→ **SET TASK**: Output exactly, please, the lines of the records below from the one containing "Check that each instance of the yellow flower" through the final line.

→ **GIVEN ENTRIES**:
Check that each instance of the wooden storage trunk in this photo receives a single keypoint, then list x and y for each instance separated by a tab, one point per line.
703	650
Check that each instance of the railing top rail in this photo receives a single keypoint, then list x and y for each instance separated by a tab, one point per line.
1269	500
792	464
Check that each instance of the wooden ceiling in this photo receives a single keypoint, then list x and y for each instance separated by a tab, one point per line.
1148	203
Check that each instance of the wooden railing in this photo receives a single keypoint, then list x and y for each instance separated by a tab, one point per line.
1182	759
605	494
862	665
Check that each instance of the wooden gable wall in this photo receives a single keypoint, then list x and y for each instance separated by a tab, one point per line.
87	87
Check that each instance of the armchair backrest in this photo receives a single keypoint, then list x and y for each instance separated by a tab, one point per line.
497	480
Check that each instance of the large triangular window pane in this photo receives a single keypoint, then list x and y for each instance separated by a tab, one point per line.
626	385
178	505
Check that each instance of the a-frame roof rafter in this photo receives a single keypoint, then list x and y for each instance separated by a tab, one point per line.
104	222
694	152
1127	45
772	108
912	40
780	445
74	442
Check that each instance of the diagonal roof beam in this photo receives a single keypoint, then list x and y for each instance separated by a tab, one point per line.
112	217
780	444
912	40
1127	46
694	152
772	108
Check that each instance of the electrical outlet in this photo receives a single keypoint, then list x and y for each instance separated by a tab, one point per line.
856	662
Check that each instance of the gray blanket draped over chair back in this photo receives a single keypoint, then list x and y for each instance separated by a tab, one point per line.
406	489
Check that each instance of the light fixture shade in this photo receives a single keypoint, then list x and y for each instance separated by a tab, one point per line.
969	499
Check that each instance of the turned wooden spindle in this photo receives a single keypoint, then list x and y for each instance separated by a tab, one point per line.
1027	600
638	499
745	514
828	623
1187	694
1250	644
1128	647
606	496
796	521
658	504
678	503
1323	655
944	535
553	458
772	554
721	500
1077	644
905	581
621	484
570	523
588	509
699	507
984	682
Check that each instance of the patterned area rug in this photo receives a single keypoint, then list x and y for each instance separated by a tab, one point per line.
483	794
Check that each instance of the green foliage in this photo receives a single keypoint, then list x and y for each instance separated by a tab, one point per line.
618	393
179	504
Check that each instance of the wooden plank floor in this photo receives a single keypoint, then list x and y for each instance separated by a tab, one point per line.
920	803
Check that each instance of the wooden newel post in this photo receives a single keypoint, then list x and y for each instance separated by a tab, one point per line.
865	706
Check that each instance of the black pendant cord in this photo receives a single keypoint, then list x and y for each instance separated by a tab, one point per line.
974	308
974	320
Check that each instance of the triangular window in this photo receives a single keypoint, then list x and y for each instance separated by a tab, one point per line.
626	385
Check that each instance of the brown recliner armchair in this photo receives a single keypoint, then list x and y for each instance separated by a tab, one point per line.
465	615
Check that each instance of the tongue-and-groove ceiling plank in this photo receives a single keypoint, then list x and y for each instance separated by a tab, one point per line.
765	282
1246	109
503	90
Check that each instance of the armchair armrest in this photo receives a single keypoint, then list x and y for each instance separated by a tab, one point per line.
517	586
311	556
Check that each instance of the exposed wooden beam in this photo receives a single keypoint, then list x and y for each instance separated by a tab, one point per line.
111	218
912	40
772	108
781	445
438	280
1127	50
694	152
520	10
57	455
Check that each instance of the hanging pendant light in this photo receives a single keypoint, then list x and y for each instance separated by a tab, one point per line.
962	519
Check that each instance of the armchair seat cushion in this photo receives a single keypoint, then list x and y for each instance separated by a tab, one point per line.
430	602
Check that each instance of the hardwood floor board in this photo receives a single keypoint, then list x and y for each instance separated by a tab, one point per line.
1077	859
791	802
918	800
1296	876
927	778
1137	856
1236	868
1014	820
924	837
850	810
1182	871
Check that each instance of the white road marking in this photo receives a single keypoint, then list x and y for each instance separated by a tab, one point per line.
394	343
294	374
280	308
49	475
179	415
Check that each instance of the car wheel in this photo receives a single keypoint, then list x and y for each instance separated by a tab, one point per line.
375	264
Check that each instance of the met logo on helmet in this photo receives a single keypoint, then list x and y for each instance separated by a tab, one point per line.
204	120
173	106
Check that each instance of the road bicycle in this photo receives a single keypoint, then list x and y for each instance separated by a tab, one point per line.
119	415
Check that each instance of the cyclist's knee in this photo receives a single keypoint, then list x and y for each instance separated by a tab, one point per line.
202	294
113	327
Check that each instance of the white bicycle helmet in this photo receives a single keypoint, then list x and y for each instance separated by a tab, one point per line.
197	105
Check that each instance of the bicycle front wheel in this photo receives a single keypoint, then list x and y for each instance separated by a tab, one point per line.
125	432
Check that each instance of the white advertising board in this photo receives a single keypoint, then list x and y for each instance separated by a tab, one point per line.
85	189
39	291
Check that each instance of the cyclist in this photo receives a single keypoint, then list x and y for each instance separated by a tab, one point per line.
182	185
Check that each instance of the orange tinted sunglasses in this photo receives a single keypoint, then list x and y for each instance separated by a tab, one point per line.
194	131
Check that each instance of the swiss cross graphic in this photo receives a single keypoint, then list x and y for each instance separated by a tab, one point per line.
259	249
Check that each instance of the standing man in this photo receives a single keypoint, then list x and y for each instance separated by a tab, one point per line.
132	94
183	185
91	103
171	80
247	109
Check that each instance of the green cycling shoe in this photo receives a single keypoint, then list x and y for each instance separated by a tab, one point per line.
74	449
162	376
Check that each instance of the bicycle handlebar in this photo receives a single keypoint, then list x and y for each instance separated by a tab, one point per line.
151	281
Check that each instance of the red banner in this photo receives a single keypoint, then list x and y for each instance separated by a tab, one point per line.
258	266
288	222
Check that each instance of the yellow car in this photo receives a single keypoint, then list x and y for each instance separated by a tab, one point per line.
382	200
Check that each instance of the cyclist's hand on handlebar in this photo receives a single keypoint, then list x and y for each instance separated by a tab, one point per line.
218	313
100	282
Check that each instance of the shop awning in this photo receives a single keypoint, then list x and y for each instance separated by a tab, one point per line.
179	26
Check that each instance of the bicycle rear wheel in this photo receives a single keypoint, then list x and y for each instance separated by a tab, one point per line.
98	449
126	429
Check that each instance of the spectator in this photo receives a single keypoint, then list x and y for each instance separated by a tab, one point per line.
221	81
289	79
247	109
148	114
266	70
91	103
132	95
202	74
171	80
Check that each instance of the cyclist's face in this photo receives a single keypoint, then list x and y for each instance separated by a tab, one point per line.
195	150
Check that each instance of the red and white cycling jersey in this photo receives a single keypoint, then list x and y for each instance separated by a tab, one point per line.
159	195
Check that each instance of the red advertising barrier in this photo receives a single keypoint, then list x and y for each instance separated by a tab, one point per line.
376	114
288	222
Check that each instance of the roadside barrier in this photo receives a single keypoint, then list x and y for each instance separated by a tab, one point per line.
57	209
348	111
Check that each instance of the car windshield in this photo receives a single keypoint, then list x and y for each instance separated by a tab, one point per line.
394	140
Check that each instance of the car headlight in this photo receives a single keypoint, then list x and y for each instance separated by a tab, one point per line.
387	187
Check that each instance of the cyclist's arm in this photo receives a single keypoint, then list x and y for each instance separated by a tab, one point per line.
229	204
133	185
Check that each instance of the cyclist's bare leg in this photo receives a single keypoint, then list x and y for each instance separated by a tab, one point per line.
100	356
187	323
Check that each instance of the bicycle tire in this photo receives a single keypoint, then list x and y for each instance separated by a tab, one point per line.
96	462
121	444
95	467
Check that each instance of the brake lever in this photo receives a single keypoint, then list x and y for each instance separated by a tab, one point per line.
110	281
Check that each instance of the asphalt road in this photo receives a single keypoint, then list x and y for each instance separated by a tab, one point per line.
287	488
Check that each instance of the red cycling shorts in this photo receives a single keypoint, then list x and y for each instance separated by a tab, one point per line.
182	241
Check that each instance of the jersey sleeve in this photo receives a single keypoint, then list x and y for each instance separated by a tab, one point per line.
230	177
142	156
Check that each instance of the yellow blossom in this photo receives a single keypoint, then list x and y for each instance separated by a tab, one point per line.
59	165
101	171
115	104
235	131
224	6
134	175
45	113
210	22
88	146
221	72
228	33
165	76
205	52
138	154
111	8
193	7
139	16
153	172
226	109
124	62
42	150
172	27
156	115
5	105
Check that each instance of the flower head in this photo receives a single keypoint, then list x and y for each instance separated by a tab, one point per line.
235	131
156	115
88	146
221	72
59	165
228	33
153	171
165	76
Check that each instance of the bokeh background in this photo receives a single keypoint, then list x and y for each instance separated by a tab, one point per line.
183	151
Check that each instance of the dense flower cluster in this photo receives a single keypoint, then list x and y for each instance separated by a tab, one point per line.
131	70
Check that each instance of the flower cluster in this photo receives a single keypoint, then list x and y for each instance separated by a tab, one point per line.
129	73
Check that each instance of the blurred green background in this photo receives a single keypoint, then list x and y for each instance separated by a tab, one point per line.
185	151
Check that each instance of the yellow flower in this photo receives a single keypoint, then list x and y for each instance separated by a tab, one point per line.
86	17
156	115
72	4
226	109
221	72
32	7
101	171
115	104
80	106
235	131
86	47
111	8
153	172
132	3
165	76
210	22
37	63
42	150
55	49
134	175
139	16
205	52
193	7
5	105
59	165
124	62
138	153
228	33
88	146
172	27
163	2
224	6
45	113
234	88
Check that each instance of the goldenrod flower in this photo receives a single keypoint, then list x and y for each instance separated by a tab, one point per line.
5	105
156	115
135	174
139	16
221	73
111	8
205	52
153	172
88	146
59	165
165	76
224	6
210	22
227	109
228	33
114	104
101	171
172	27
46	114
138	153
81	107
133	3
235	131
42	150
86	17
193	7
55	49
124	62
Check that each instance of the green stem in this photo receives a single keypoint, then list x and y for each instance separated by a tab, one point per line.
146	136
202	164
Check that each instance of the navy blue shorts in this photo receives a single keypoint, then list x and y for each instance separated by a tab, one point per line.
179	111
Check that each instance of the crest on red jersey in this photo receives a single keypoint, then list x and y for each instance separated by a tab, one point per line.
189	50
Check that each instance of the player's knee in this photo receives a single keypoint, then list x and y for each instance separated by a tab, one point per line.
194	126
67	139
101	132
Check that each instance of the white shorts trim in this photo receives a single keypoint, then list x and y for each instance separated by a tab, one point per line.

→ **CORRECT RESPONSE**:
Check that each instance of the yellow flower in this photo receives a single keypoint, then list x and y for each instance separated by a tab, one point per line.
86	17
156	115
72	4
226	109
221	72
32	7
101	171
115	104
80	106
235	131
86	47
111	8
153	172
132	3
165	76
210	22
37	63
42	150
55	49
134	175
139	16
205	52
193	7
5	105
59	165
124	62
138	153
228	33
88	146
172	27
163	2
224	6
45	113
234	88
Check that each instance of the goldenrod flower in this photo receives a single keypoint, then list x and y for each instance separated by a tab, one point per line.
5	105
156	115
135	174
139	16
221	73
111	8
205	52
153	172
88	146
59	165
165	76
224	6
210	22
227	109
228	33
114	104
101	171
172	27
46	114
138	153
81	107
133	3
235	131
42	150
86	17
193	7
55	49
124	62
Check that each instance of the green stem in this photo receives a single keypoint, then list x and y for each instance separated by a tab, one point per line.
146	136
202	164
Check that each instance of the navy blue shorts in this photo receives a single keypoint, then list x and y for each instance separated by a tab, one point per line.
179	111
Check that each instance of the crest on red jersey in this photo receives a single keypoint, then list x and y for each instance separated by a tab, one point per line.
189	50
Check that each instance of the player's knee in this photo receives a single keypoint, then list x and y for each instance separated by a tab, one point per line.
194	126
67	139
101	132
Check that each instance of the white shorts trim in this photo receives a single keypoint, then list x and y for each instance separated by a tab, one point per line.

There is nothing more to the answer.